--- Start of TEXT PROVIDED ---

Hi all,
in a couple of public ranking systems I came across the use of the natural logarithmus (ln) in combination with ZScore, e.g. ZScore(“ln(Pr2BookQ)”).
Using the attached example (with simple Pr2BookQ rank, lower is better) can anybody tell me why it is better to use ln instead of the pure Pr2BookQ factor to assess the standard deviation?
Best regards,
Florian
There is a lot to this question. Let me take a stab at a couple easy parts.
There would be an advantage–regarding the standard deviation–if the distribution of something were lognormal. Remember Black-Shoales option pricing assumes a lognormal distribution of stock returns. If it were lognormal you would actually be getting a standard deviation of a normal distribution by taking LN first.
Of course, even stock market returns are not really lognormal as near as I can tell. Pr2BookQ distribution? Who knows.
But the other thing about this is: for a single factor none of this changes the ranking order. Not LN, not Zscore and not Zscore of LN. The rank order stays the same. So, “with simple Pr2BookQ rank, lower is better” the only difference is ZScore trims the outliers. And the trim would remain the same after taking the natural log i.e., top and bottom 7.5% for the default.
No doubt I am missing one or two of the finer points and any corrections are welcome.
Thanks James! LN and lognormality makes sense.
I guess trimming the outliers is always a good idea. However, for the outlier trim it does not make any difference if the LN is used or not, so I still wonder what the advantage is of using LN in ZScore. If anything it only slows down computation of the ranks.
There is a “maximum value” that the SD is clipped at, apart from outliers. The log value would have less clipping.
Steve

--- End of TEXT PROVIDED ---

PROBLEMS TO WORK ON:
1. According to the forum thread, what share of values does ZScore trim at the top and bottom by default?
2. Quote the passage of the forum thread that opens with the words containing "Of course, even" and closes with "lognormality makes sense.".
The material placed after this note is separate from the forum thread.

--- Start of INFORMATION SUPPLIED ---

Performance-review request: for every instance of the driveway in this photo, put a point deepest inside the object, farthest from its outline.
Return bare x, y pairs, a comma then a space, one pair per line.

--- End of INFORMATION SUPPLIED ---

SOLVED PROBLEMS:
1. ZScore trims the top and bottom 7.5% by default.

2.
Of course, even stock market returns are not really lognormal as near as I can tell. Pr2BookQ distribution? Who knows.
But the other thing about this is: for a single factor none of this changes the ranking order. Not LN, not Zscore and not Zscore of LN. The rank order stays the same. So, “with simple Pr2BookQ rank, lower is better” the only difference is ZScore trims the outliers. And the trim would remain the same after taking the natural log i.e., top and bottom 7.5% for the default.
No doubt I am missing one or two of the finer points and any corrections are welcome.
Thanks James! LN and lognormality makes sense.